原文摘录:
□ □ □ □ □ □ □
UfsFallbackBlockWriteHandler.writeBuf中,先通过BlockWriteHandler.writeBuf将数据写入到worker中,再写入到UFS中:

protected void writeBuf(BlockWriteRequestContext context,
      StreamObserver<WriteResponse> responseObserver, DataBuffer buf, long pos) throws Exception {
    if (context.isWritingToLocal()) {
      long posBeforeWrite = pos - buf.readableBytes();
      try {
        //写入到worker中
        mBlockWriteHandler.writeBuf(context, responseObserver, buf, pos);
        return;
      } //省略
      // close the block writer first
      if (context.getBlockWriter() != null) {
        context.getBlockWriter().close();
      }
      // prepare the UFS block and transfer data from the temp block to UFS
      //创建Ufs的Block,如果不存在文件,就在Ufs中创建文件
      createUfsBlock(context);
      if (posBeforeWrite > 0) {
        //传输数据到Ufs中
        transferToUfsBlock(context, posBeforeWrite);
      }
      // close the original block writer and remove the temp file
      mBlockWriteHandler.cancelRequest(context);
    }
    if (context.getOutputStream() == null) {
      createUfsBlock(context);
    }
    buf.readBytes(context.getOutputStream(), buf.readableBytes());
  }

createUfsBlock方法中,就负责将worker中的数据读取出来,写入到UFS中:

private void transferToUfsBlock(BlockWriteRequestContext context, long pos) throws IOException {
    OutputStream ufsOutputStream = context.getOutputStream();
    long blockId = context.getRequest().getId();
    Optional<TempBlockMeta> block = mWorker.getBlockStore().getTempBlockMeta(blockId);
    Preconditions.checkState(block.isPresent()
□ □ □ □ □ □ □
任务要求:
1. 在这段讲 UFS 回退写入的原文摘录里,writeBuf 发现 context.getOutputStream() 为空时,会调用哪个方法?
2. 请接着这段讲 UFS 回退写入的原文摘录,从它停下的地方往下写。

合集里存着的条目
□ □ □ □ □ □ □
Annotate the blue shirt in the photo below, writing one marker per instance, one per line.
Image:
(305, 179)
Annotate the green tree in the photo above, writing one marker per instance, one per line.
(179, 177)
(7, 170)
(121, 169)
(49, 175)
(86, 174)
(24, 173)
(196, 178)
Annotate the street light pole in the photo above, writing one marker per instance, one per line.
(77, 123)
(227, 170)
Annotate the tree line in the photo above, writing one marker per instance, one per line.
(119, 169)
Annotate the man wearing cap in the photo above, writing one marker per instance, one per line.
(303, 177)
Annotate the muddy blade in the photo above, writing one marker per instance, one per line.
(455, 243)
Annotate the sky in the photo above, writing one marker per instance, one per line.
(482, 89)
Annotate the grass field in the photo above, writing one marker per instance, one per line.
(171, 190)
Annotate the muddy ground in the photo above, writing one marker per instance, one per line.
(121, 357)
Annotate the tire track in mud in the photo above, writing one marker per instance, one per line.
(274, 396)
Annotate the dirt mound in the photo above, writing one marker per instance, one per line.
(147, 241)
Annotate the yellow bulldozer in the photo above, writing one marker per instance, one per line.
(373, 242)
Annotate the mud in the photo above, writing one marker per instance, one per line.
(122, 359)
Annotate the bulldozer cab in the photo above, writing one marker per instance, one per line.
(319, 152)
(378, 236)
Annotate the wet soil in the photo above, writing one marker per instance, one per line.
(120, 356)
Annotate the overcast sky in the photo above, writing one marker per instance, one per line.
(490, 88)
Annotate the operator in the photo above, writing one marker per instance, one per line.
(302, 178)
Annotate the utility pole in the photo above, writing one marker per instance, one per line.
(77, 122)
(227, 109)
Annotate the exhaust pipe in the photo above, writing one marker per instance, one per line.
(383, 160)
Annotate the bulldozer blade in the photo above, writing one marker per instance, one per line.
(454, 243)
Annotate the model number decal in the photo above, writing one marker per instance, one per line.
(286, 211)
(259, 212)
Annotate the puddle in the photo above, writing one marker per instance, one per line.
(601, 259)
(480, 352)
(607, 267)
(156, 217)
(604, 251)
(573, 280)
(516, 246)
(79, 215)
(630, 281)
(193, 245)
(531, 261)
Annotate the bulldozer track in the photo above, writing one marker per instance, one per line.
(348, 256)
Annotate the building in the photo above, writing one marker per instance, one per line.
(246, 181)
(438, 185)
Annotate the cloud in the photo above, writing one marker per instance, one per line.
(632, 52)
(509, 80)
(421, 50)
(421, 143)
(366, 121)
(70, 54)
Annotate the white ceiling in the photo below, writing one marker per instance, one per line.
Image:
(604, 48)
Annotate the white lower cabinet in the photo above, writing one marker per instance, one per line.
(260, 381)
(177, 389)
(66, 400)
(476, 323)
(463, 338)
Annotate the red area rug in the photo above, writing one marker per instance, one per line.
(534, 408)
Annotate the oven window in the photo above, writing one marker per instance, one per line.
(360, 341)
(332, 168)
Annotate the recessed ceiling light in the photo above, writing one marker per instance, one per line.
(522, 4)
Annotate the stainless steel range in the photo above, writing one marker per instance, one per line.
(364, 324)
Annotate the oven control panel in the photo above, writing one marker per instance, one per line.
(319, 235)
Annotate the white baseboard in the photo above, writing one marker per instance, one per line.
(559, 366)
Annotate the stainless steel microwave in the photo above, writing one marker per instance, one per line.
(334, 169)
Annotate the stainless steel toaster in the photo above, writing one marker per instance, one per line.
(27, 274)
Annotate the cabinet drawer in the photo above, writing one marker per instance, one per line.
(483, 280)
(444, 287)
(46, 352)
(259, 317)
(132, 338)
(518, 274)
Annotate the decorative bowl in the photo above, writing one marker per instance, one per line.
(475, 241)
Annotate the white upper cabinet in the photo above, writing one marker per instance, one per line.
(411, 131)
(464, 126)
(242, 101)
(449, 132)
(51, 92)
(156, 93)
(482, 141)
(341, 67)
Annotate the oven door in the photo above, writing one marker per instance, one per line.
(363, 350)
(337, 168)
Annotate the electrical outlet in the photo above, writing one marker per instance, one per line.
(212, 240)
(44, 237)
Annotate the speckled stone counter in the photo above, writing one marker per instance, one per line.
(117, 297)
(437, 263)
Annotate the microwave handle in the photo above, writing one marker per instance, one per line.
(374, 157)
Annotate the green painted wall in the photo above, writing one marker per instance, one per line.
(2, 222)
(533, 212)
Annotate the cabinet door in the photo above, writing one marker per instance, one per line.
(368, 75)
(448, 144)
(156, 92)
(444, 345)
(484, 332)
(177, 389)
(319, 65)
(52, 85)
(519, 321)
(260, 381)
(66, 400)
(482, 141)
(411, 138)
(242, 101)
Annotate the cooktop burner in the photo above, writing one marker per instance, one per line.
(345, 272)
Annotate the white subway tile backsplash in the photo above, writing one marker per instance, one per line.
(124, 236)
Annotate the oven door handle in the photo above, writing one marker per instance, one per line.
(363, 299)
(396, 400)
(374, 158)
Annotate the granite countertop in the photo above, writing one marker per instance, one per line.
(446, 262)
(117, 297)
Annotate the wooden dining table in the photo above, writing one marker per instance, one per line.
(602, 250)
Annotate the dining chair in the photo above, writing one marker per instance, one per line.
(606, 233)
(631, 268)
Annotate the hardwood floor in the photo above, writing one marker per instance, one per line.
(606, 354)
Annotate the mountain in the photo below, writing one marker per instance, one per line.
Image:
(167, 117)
□ □ □ □ □ □ □
参考答案:
1. 会调用 createUfsBlock(context)。

2.
        && Files.copy(Paths.get(block.get().getPath()), ufsOutputStream) == pos);
  }

3. Alluxio读流程

3.1 客户端发起读流程

业务读取Alluxio流程代码如下所示:

FileSystem fs = FileSystem.Factory.get();
AlluxioURI path = new AlluxioURI("/myFile");
// Open the file for reading
FileInStream in = fs.openFile(path);
// Read data
in.read(...);
// Close file relinquishing the lock
in.close();

openFile主要是进行初始化操作,将配置信息封装到AlluxioFileInStream对象中。随后执行AlluxioFileInStream.read方法开始读取。

AlluxioFileInStream.read方法经过一系列的调用,执行BlockInStream.readChunk一次读取每个chunk:

private void readChunk() throws IOException {
    if (mDataReader == null) {
      mDataReader = mDataReaderFactory.create(mPos, mLength - mPos);
    }

    if (mCurrentChunk != null && mCurrentChunk.readableBytes() == 0) {
      mCurrentChunk.release();
      mCurrentChunk = null;
    }
    if (mCurrentChunk == null) {
      mCurrentChunk = mDataReader.readChunk();
    }
  }

最终调用GrpcDataReader.readChunkInternal方法读取block。GrpcDataReader首先会通过执行readBlock访问worker获取输入流,在读取输入流中的数据:


private final GrpcBlockingStream<ReadRequest, ReadResponse> mStream;
//调用readBlock访问worker,构建输入流
mStream = new GrpcDataMessageBlockingStream<>(mClient.get()::readBlock,
            readerBufferSizeMessages,
            desc, null, mMarshaller);

private DataBuffer readChunkInternal() throws IOException {
    Preconditions.checkState(!mClient.get().isShutdown(),
        "Data reader is closed while reading data chunks.");
    DataBuffer buffer = null;
    ReadResponse response = null;
    //获取数据
      DataMessage<ReadResponse, DataBuffer> message =
          ((GrpcDataMessageBlockingStream<ReadRequest, ReadResponse>) mStream)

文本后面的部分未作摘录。